Write out the records in full and without alteration, setting aside their pictures.

#### Information provided

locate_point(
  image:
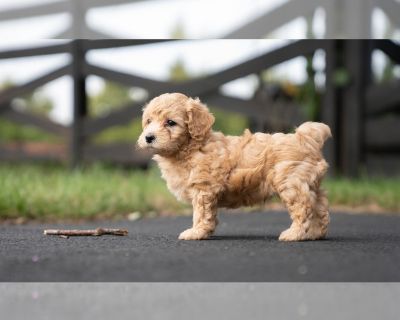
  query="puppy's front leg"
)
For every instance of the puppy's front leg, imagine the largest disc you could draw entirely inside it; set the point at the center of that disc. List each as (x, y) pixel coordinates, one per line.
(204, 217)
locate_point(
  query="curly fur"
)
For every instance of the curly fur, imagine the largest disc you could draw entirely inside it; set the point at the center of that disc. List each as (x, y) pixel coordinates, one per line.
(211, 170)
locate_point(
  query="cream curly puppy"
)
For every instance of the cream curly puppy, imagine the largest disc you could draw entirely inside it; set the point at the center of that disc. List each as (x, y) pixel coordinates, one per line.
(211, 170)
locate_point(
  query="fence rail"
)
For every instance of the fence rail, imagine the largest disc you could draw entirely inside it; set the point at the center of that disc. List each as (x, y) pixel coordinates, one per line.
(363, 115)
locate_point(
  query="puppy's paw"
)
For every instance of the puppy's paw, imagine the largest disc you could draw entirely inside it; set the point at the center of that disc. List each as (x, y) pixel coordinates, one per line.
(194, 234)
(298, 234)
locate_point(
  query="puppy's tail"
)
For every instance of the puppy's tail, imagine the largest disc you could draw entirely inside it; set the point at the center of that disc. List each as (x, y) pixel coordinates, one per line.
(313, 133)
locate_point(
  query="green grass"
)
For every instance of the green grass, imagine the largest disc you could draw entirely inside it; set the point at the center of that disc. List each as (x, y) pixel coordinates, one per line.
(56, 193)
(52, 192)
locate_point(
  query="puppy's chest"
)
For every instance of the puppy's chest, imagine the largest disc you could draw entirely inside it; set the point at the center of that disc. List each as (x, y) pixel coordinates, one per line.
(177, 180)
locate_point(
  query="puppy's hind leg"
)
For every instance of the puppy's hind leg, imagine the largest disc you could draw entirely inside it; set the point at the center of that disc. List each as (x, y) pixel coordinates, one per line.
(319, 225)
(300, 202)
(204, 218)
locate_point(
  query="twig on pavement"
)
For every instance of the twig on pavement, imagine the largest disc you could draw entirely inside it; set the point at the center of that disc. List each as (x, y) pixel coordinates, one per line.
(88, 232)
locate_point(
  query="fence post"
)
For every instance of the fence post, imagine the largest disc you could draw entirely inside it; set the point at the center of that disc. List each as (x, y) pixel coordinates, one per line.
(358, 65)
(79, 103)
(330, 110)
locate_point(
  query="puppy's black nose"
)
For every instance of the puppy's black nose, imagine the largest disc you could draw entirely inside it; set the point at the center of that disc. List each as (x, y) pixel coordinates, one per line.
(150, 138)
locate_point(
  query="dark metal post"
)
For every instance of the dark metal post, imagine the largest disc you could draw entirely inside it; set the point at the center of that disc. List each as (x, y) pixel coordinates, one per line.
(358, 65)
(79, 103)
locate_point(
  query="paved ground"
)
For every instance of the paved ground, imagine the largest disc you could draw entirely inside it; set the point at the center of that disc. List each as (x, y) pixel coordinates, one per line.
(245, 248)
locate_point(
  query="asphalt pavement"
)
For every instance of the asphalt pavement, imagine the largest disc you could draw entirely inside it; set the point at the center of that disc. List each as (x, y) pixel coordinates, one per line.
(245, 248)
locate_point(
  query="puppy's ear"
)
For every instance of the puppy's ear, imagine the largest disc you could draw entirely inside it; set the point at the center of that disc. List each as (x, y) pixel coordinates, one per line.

########

- _Written response_
locate_point(
  image:
  query="puppy's front leg"
)
For every instance of the puppy's front leg, imagine the largest disc you could draw entirely inside it; set the point at the center of that disc. List each as (x, y) pixel coordinates, one per line.
(204, 217)
locate_point(
  query="curly fur"
)
For every instance of the curly fur, imagine the largest disc you could draw entirely inside it; set the point at the center of that disc. List each as (x, y) pixel coordinates, one per line.
(211, 170)
locate_point(
  query="cream curly puppy"
)
For every instance of the cream curly puppy, imagine the largest disc you could draw entirely inside it; set the point at the center of that disc. List each as (x, y) pixel coordinates, one per line.
(211, 170)
locate_point(
  query="fence rail"
)
For every instance of the fence rail, imagine the largest disc you could draw entirely inside it; set the point at the center of that disc. List each as (x, y) pixel coordinates, one per line.
(363, 115)
locate_point(
  query="puppy's paw"
)
For every instance of the puppy's paw, imagine the largest disc you could draw entirely inside it; set the point at the center of that disc. List each as (x, y) pixel coordinates, one per line.
(194, 234)
(298, 234)
locate_point(
  query="puppy's tail"
)
For every instance of the puppy's tail, imagine the largest disc you could draw entirely inside it; set the point at the center of that disc. List each as (x, y) pixel coordinates, one per line.
(313, 133)
locate_point(
  query="green grass"
)
For every instance of the green grass, imagine the largest disc you could draw entirely inside it; set the point at the center of that disc. List each as (x, y) pixel coordinates, one per line.
(56, 193)
(52, 192)
locate_point(
  query="puppy's chest"
)
For every instance of the puppy's chest, imagine the largest disc you could draw entirely inside it; set the point at the center of that disc. List each as (x, y) pixel coordinates, one per line.
(177, 180)
locate_point(
  query="puppy's hind leg"
)
For every instance of the puppy's hind leg, imagine the largest disc you could draw entirely inside it; set the point at the center of that disc. List each as (x, y) pixel coordinates, one per line.
(319, 225)
(300, 202)
(204, 218)
locate_point(
  query="twig on pavement"
)
For every instance of the twig on pavement, imagine the largest disc you could draw entirely inside it; set the point at the center of that disc. List each as (x, y) pixel coordinates, one per line.
(88, 232)
locate_point(
  query="fence post"
)
For every instance of the fence post, imagine the largest disc you could draw entirely inside it; set the point at the center of that disc. List each as (x, y) pixel coordinates, one per line.
(358, 65)
(79, 103)
(330, 110)
locate_point(
  query="puppy's black nose"
)
For every instance of the puppy's black nose, imagine the largest disc you could draw entirely inside it; set the point at the center of that disc. List each as (x, y) pixel coordinates, one per line.
(150, 138)
locate_point(
  query="dark metal post"
)
For every instance of the dark metal post, imagine the largest disc you could draw entirely inside it; set the point at the center of that disc. List each as (x, y) pixel coordinates, one per line.
(358, 65)
(79, 103)
locate_point(
  query="paved ground"
)
For every instance of the paved ground, imagine the largest disc you could draw entirely inside it; set the point at the center of that disc. List each as (x, y) pixel coordinates, one per line.
(245, 248)
locate_point(
  query="asphalt pavement"
)
For every instance of the asphalt pavement, imagine the largest disc you could draw entirely inside it; set the point at the center of that disc. List each as (x, y) pixel coordinates, one per line.
(245, 248)
locate_point(
  query="puppy's ear"
)
For every instance of the puppy's ear, imagine the largest disc you could draw entirely inside it; set the point at the center of that disc. List each as (x, y) pixel coordinates, one per line.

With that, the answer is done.